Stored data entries
■ ■ ■ ■

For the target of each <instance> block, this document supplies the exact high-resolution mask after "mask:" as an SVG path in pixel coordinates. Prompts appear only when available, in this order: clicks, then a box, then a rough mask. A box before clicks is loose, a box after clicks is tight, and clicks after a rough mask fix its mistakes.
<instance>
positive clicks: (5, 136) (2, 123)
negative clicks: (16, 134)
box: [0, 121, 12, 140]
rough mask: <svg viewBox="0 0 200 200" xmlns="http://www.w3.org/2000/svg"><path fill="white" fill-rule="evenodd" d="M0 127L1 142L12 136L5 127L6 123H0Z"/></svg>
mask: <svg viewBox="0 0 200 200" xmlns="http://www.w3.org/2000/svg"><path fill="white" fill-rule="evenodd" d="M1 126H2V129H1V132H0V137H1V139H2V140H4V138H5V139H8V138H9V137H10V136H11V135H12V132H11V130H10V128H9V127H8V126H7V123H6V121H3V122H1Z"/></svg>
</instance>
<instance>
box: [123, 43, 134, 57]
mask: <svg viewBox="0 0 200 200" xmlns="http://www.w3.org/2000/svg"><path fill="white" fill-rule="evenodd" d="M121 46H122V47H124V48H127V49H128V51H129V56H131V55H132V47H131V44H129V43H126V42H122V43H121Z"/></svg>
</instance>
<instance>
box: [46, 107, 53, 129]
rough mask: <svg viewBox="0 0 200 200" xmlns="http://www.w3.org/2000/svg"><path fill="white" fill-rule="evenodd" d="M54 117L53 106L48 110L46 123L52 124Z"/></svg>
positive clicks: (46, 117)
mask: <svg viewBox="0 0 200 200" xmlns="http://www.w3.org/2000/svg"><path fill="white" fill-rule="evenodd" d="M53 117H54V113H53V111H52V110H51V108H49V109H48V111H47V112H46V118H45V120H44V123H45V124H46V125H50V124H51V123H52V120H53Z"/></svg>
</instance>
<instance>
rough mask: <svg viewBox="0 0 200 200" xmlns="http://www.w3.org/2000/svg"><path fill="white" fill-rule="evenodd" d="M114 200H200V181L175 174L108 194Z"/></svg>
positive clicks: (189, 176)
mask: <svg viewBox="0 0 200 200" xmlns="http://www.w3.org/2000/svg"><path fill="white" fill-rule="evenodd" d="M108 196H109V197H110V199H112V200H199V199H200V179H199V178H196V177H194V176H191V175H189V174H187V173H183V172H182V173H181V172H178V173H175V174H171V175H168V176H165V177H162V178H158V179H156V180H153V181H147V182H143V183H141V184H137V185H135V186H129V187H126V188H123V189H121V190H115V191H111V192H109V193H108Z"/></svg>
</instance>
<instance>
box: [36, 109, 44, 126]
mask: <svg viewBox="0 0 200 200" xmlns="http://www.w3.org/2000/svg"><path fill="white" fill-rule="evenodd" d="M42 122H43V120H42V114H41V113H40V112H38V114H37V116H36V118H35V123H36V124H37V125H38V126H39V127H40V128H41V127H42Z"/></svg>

■ ■ ■ ■

Written task:
Reproduce all the records shown above, unchanged.

Your response:
For the target of each <instance> block, this document supplies the exact high-resolution mask after "mask:" as an SVG path in pixel coordinates. Prompts appear only when available, in this order: clicks, then a box, then a rough mask. A box before clicks is loose, a box after clicks is tight, and clicks after a rough mask fix its mistakes.
<instance>
positive clicks: (5, 136) (2, 123)
negative clicks: (16, 134)
box: [0, 121, 12, 140]
rough mask: <svg viewBox="0 0 200 200" xmlns="http://www.w3.org/2000/svg"><path fill="white" fill-rule="evenodd" d="M0 127L1 142L12 136L5 127L6 123H0Z"/></svg>
mask: <svg viewBox="0 0 200 200" xmlns="http://www.w3.org/2000/svg"><path fill="white" fill-rule="evenodd" d="M1 126H2V129H1V132H0V137H1V139H2V140H4V138H5V139H8V138H9V137H10V136H11V135H12V132H11V130H10V128H9V127H8V126H7V123H6V121H3V122H1Z"/></svg>
</instance>
<instance>
box: [123, 43, 134, 57]
mask: <svg viewBox="0 0 200 200" xmlns="http://www.w3.org/2000/svg"><path fill="white" fill-rule="evenodd" d="M121 46H122V47H124V48H127V49H128V51H129V56H131V55H132V47H131V44H129V43H126V42H122V43H121Z"/></svg>
</instance>
<instance>
box: [46, 107, 53, 129]
rough mask: <svg viewBox="0 0 200 200" xmlns="http://www.w3.org/2000/svg"><path fill="white" fill-rule="evenodd" d="M54 117L53 106L48 110L46 123L52 124Z"/></svg>
positive clicks: (46, 117)
mask: <svg viewBox="0 0 200 200" xmlns="http://www.w3.org/2000/svg"><path fill="white" fill-rule="evenodd" d="M53 117H54V113H53V111H52V110H51V108H49V109H48V111H47V112H46V118H45V120H44V123H45V124H46V125H50V124H51V123H52V120H53Z"/></svg>
</instance>
<instance>
rough mask: <svg viewBox="0 0 200 200" xmlns="http://www.w3.org/2000/svg"><path fill="white" fill-rule="evenodd" d="M114 200H200V181L175 174L108 194Z"/></svg>
positive clicks: (189, 176)
mask: <svg viewBox="0 0 200 200" xmlns="http://www.w3.org/2000/svg"><path fill="white" fill-rule="evenodd" d="M108 196H109V197H110V199H112V200H199V199H200V179H199V178H196V177H194V176H191V175H189V174H187V173H183V172H182V173H181V172H178V173H175V174H171V175H168V176H165V177H162V178H158V179H156V180H153V181H147V182H143V183H141V184H137V185H135V186H129V187H126V188H123V189H121V190H115V191H111V192H109V193H108Z"/></svg>
</instance>
<instance>
box: [36, 109, 44, 126]
mask: <svg viewBox="0 0 200 200" xmlns="http://www.w3.org/2000/svg"><path fill="white" fill-rule="evenodd" d="M42 122H43V120H42V114H41V113H40V112H38V114H37V116H36V118H35V123H36V124H37V125H38V126H39V127H40V128H41V127H42Z"/></svg>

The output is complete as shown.